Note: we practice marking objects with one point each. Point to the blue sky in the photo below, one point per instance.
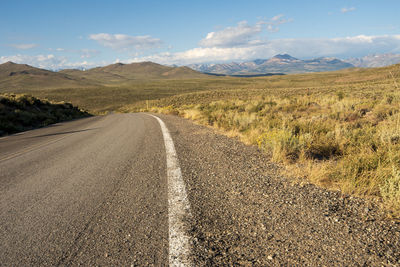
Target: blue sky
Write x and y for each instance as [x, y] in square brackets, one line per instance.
[68, 34]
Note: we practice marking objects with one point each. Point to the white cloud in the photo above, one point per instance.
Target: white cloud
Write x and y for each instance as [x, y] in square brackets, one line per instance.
[273, 23]
[239, 35]
[48, 61]
[23, 46]
[303, 48]
[123, 42]
[347, 9]
[83, 53]
[243, 34]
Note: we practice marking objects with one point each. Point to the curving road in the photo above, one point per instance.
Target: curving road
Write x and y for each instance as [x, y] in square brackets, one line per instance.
[95, 192]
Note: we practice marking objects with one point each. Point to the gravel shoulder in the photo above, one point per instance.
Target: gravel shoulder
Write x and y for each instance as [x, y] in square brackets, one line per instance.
[245, 213]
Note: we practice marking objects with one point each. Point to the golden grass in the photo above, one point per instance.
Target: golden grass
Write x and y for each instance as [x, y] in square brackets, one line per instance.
[343, 137]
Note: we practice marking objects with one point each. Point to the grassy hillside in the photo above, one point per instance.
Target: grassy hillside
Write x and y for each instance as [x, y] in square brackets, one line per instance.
[127, 73]
[21, 112]
[103, 89]
[337, 129]
[343, 134]
[22, 77]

What the exercise asks:
Copy out the listing above word for word, leaving out the pictures.

Task output:
Note: we practice marking objects with one point each. Point to the blue sky in the photo below, one point per instance.
Target: blue sky
Write x and y for each instance as [x, y] in square brackets, one line per instance.
[68, 34]
Note: we practice marking objects with one point each. Point to the white cloud in the photo above, one point per instance.
Target: white cloud
Write x and y for each instance as [x, y] in square brackets, one line per instance.
[273, 23]
[239, 35]
[48, 61]
[23, 46]
[303, 48]
[123, 42]
[347, 9]
[83, 53]
[243, 34]
Note: we practice marking objects with one point each. Point to the curving road in the photo above, one point per instance.
Target: curving road
Write x and y for each instance as [x, y] in square brackets, one line per instance.
[95, 192]
Note: we practice marking objects with one point each. Point to the gravel shoulder in the photo above, one point per instance.
Target: gravel shoulder
Write x and y for each instance as [x, y] in square brackets, one line per instance.
[245, 213]
Note: we practice marking objects with one point each. Point to the golden grass in the photo above, one point per instance.
Target: golden grass
Write x and y for each instance as [x, y] in square brackets, one line per instance.
[343, 137]
Note: we practice marking objects with one point each. Point to the grassy hillside in the photo above, one point per instance.
Target: grassy hillside
Write x and y for each instance as [x, y] in square brackets, one line per instance.
[127, 73]
[21, 112]
[103, 89]
[337, 129]
[343, 134]
[22, 77]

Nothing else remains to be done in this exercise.